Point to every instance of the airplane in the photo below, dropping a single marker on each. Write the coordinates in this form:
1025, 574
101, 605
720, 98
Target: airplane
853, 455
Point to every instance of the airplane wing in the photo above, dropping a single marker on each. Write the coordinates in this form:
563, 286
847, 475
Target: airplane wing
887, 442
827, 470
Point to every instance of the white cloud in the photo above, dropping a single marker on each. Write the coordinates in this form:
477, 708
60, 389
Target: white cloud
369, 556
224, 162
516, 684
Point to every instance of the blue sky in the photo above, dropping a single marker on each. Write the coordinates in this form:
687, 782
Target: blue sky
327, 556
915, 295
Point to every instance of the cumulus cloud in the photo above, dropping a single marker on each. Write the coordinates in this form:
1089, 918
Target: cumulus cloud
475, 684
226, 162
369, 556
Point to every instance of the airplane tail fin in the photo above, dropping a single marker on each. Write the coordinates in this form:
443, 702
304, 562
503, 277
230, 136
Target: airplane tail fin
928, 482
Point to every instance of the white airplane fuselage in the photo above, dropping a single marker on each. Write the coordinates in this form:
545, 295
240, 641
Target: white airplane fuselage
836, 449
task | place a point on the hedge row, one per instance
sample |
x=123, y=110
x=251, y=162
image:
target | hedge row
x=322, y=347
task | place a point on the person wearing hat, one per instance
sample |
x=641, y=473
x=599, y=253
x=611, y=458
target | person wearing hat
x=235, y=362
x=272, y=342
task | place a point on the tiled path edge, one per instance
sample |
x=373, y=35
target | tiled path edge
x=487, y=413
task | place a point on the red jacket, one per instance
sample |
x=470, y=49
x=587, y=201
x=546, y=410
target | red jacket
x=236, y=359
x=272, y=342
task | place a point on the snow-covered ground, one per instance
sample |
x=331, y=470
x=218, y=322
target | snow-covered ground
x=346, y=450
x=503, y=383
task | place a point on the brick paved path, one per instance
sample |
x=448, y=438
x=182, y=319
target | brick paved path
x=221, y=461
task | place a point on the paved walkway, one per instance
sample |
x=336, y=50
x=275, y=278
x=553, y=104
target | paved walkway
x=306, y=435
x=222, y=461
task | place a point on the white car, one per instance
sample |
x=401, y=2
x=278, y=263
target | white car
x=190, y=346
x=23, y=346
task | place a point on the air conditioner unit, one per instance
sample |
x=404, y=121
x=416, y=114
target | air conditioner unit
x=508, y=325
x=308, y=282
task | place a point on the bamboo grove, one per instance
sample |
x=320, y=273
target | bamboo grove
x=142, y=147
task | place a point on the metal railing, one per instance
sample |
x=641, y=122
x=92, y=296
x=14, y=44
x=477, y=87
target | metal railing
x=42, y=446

*****

Aim:
Copy every one of the records above word for word, keeping each line as it appears.

Task solution:
Point to every instance of the airplane in the photo below, dropping a single marker on each. Write the coordinates in this form:
1025, 574
101, 605
720, 98
Target: airplane
853, 455
Point to every instance of the airplane wing in the photo above, dropping a single marker on each. Write the coordinates in this form:
563, 286
847, 475
Target: airplane wing
887, 442
827, 470
Point to every instance of the white cloud in the photo above, dropping a single marker on each. Write the coordinates in this form:
477, 708
60, 389
Target: white cloud
369, 556
224, 162
516, 684
Point to every instance of the blue sky in the photo above, dropping a single marker on each. Write the coordinates in this form:
687, 782
Target: blue sky
327, 556
915, 295
Point to every instance of the cumulus cloud in the photo above, dropping a single marker on each. Write the coordinates in this form:
1089, 918
Target: cumulus cloud
475, 684
226, 162
369, 556
Point to every instance of the airplane tail fin in the photo above, dropping a single marker on each. Write the coordinates in this form:
443, 702
304, 562
503, 277
230, 136
Target: airplane tail fin
928, 482
Point to every instance of the white airplane fuselage in the photo above, dropping a single marker on each. Write the coordinates in this form:
545, 295
240, 641
Target: white airplane fuselage
836, 449
task | place a point on the hedge row, one per instance
sample |
x=123, y=110
x=251, y=162
image:
target | hedge row
x=322, y=347
task | place a point on the person wearing hat, one per instance
sample |
x=641, y=473
x=599, y=253
x=611, y=458
target | person wearing hat
x=235, y=362
x=272, y=342
task | place a point on the tiled path edge, one per instance
sample |
x=373, y=35
target | tiled path edge
x=487, y=413
task | place a point on the red jacket, one per instance
sample |
x=470, y=49
x=587, y=201
x=546, y=410
target | red jacket
x=236, y=359
x=272, y=342
task | place a point on the snow-covered ground, one per instance
sample |
x=331, y=470
x=218, y=322
target | snow-covered ground
x=346, y=450
x=503, y=383
task | place a point on the brick paved path, one per instance
sample |
x=448, y=438
x=182, y=319
target | brick paved path
x=221, y=461
task | place a point on the paved walkway, one per instance
sample |
x=336, y=50
x=275, y=278
x=553, y=104
target | paved walkway
x=306, y=435
x=222, y=461
task | place a point on the white car, one per instance
sample |
x=401, y=2
x=278, y=263
target | white car
x=190, y=346
x=23, y=346
task | place a point on the air conditioner unit, one per instance
sample |
x=404, y=121
x=416, y=114
target | air conditioner unit
x=508, y=325
x=308, y=282
task | place a point on the bamboo grove, one per instance
sample |
x=320, y=273
target | bamboo grove
x=142, y=147
task | place a point on the metal railing, one per instance
sample |
x=641, y=122
x=92, y=296
x=14, y=44
x=477, y=87
target | metal railing
x=42, y=446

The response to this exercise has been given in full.